[Entries from a dataset]

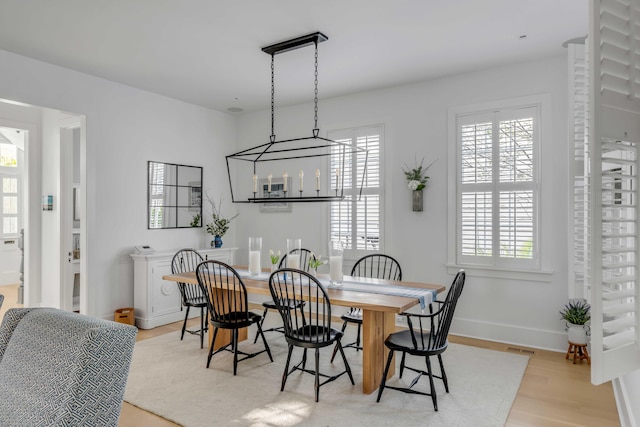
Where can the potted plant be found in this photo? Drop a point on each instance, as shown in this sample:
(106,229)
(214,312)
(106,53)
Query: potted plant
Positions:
--
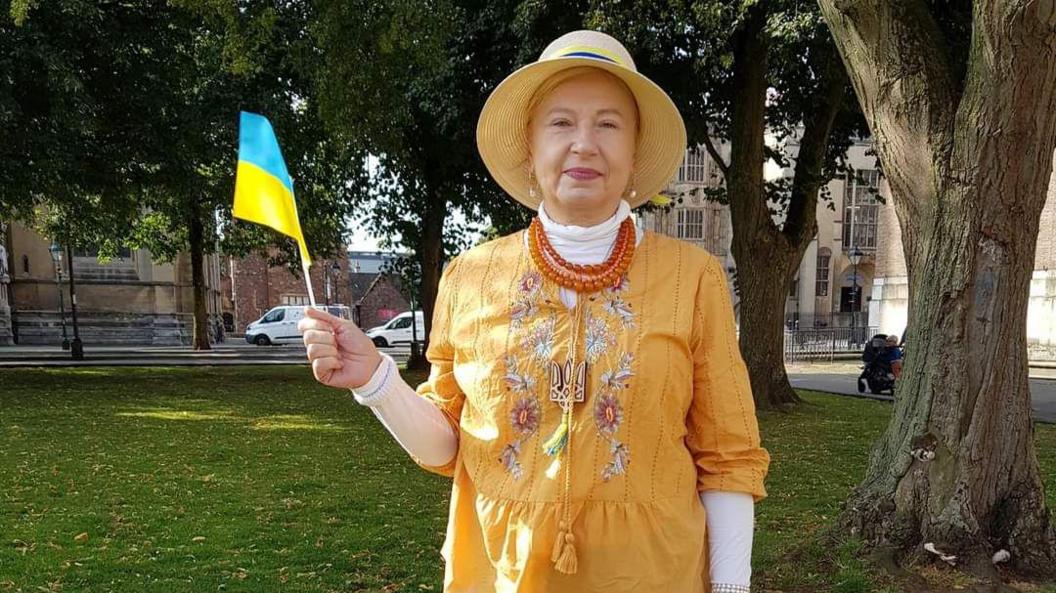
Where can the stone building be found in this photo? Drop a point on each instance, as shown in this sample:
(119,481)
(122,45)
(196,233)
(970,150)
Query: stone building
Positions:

▶ _Set exercise_: Return every line of the listing that contains the string "Where", treating uppercase and lowercase letters as distinct.

▶ _Response for this exercise_:
Where can the potted plant be found in this photo? Drop a point on each instance, as shown in this sample:
Where can the stone building be found in this photo? Drop a point on each instance, as shown in this sample:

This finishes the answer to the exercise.